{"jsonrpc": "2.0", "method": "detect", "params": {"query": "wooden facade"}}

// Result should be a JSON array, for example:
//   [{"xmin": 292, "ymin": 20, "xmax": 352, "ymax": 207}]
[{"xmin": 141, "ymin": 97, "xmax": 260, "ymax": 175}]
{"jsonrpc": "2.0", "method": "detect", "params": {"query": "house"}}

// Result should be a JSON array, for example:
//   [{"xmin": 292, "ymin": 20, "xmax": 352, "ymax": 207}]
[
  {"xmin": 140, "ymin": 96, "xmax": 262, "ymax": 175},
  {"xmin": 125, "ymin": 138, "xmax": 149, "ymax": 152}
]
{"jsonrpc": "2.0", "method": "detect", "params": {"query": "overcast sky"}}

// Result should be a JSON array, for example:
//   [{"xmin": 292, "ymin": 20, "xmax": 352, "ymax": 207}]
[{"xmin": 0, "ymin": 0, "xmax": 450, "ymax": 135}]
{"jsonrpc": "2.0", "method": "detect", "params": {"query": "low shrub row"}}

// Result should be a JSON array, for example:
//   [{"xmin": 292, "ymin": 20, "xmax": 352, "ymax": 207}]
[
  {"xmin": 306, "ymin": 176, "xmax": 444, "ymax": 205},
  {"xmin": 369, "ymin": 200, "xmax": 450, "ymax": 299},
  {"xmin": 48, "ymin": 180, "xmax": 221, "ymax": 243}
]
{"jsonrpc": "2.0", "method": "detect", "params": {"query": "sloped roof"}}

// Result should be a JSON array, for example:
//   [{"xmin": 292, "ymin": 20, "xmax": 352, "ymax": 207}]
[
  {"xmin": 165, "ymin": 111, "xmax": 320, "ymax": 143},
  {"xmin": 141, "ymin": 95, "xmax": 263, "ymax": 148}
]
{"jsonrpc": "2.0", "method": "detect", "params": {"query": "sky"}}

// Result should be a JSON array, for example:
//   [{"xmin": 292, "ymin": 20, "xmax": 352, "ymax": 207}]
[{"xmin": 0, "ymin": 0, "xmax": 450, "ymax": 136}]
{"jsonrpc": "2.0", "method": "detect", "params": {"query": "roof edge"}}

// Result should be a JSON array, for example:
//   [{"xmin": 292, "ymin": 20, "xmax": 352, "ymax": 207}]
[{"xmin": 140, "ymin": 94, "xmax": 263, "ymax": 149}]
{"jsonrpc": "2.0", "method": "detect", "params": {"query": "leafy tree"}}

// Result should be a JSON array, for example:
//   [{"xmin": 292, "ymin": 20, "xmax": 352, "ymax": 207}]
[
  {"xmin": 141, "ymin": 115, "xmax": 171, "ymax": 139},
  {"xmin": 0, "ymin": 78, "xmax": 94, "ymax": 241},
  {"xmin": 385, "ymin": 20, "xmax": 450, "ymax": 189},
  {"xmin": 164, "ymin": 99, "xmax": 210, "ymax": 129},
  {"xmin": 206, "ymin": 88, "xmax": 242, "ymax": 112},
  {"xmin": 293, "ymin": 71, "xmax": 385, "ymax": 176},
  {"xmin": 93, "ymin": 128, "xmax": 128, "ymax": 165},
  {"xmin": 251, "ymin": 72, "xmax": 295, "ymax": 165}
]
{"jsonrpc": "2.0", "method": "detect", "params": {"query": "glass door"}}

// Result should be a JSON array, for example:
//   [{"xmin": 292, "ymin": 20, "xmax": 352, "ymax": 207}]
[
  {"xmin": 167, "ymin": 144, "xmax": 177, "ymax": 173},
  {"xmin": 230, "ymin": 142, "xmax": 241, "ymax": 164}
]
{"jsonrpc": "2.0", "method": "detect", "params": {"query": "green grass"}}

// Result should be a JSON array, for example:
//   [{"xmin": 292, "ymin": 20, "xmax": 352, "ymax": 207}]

- - - -

Exercise instructions:
Please restate the data word for word, every record included.

Exercise answer:
{"jsonrpc": "2.0", "method": "detect", "params": {"query": "wooden facade"}}

// Result should be a JSON array, for example:
//   [{"xmin": 292, "ymin": 20, "xmax": 352, "ymax": 207}]
[{"xmin": 141, "ymin": 97, "xmax": 260, "ymax": 175}]
{"jsonrpc": "2.0", "method": "detect", "params": {"query": "house"}}

// Result should be a JSON array, for example:
//   [{"xmin": 292, "ymin": 20, "xmax": 352, "ymax": 207}]
[
  {"xmin": 140, "ymin": 96, "xmax": 262, "ymax": 175},
  {"xmin": 125, "ymin": 138, "xmax": 149, "ymax": 152}
]
{"jsonrpc": "2.0", "method": "detect", "params": {"query": "overcast sky"}}

// Result should be a JSON array, for example:
//   [{"xmin": 292, "ymin": 20, "xmax": 352, "ymax": 207}]
[{"xmin": 0, "ymin": 0, "xmax": 450, "ymax": 135}]
{"jsonrpc": "2.0", "method": "detect", "params": {"query": "low shrub row"}}

// Result should be a JSON array, for example:
//   [{"xmin": 292, "ymin": 20, "xmax": 352, "ymax": 207}]
[
  {"xmin": 306, "ymin": 176, "xmax": 444, "ymax": 205},
  {"xmin": 369, "ymin": 200, "xmax": 450, "ymax": 299},
  {"xmin": 48, "ymin": 180, "xmax": 221, "ymax": 243}
]
{"jsonrpc": "2.0", "method": "detect", "params": {"query": "sloped roof"}}

// Result should be a JSON array, for example:
//   [{"xmin": 292, "ymin": 20, "xmax": 352, "ymax": 207}]
[
  {"xmin": 165, "ymin": 111, "xmax": 320, "ymax": 143},
  {"xmin": 141, "ymin": 95, "xmax": 263, "ymax": 148}
]
{"jsonrpc": "2.0", "method": "detect", "params": {"query": "sky"}}

// Result should be a JSON array, for example:
//   [{"xmin": 292, "ymin": 20, "xmax": 352, "ymax": 207}]
[{"xmin": 0, "ymin": 0, "xmax": 450, "ymax": 136}]
{"jsonrpc": "2.0", "method": "detect", "params": {"query": "roof edge"}}

// Result should be a JSON array, for example:
//   [{"xmin": 292, "ymin": 20, "xmax": 352, "ymax": 207}]
[{"xmin": 140, "ymin": 94, "xmax": 263, "ymax": 149}]
{"jsonrpc": "2.0", "method": "detect", "params": {"query": "leafy tree"}}

// Result should be a JSON array, for example:
//   [{"xmin": 292, "ymin": 20, "xmax": 352, "ymax": 207}]
[
  {"xmin": 141, "ymin": 115, "xmax": 171, "ymax": 139},
  {"xmin": 0, "ymin": 78, "xmax": 94, "ymax": 241},
  {"xmin": 385, "ymin": 20, "xmax": 450, "ymax": 189},
  {"xmin": 164, "ymin": 99, "xmax": 210, "ymax": 129},
  {"xmin": 206, "ymin": 88, "xmax": 242, "ymax": 112},
  {"xmin": 293, "ymin": 71, "xmax": 385, "ymax": 176},
  {"xmin": 93, "ymin": 128, "xmax": 128, "ymax": 165},
  {"xmin": 251, "ymin": 72, "xmax": 295, "ymax": 165}
]
{"jsonrpc": "2.0", "method": "detect", "params": {"query": "glass door"}}

// Result should be a JSON array, for example:
//   [{"xmin": 292, "ymin": 20, "xmax": 352, "ymax": 207}]
[
  {"xmin": 167, "ymin": 144, "xmax": 177, "ymax": 173},
  {"xmin": 230, "ymin": 142, "xmax": 241, "ymax": 164}
]
{"jsonrpc": "2.0", "method": "detect", "params": {"query": "green grass"}}

// Result should be a JSON array, for example:
//   [{"xmin": 292, "ymin": 20, "xmax": 352, "ymax": 207}]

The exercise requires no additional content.